§ **Aim**: Please show every line in the two blocks below that contains the word "wrinkled", copying each one in full. Case counts.

== Exercise input ==

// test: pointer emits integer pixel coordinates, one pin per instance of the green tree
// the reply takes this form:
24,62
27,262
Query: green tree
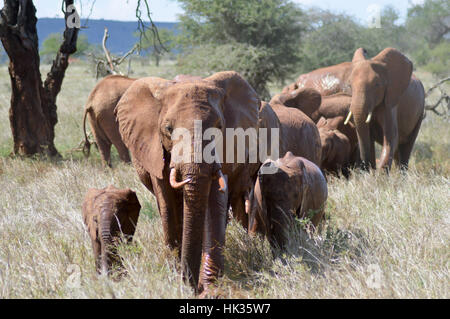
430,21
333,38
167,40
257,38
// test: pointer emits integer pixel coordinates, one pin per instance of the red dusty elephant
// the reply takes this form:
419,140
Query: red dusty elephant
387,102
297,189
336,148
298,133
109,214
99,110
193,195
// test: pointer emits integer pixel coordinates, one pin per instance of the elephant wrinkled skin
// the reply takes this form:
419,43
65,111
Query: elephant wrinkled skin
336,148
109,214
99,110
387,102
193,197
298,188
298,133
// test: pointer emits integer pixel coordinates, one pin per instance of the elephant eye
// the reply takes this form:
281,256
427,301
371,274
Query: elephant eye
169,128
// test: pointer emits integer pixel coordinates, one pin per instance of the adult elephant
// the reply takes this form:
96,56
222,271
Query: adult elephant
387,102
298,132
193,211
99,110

===
== Exercise input ==

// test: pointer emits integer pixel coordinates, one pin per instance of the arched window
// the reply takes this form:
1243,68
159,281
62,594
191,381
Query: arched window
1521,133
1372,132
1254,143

===

§ **Output of the exercise**:
// test: pointer emits integer pixel coordinates, one pin per instance of the elephant wrinkled skin
Query: elephant wrinkled skin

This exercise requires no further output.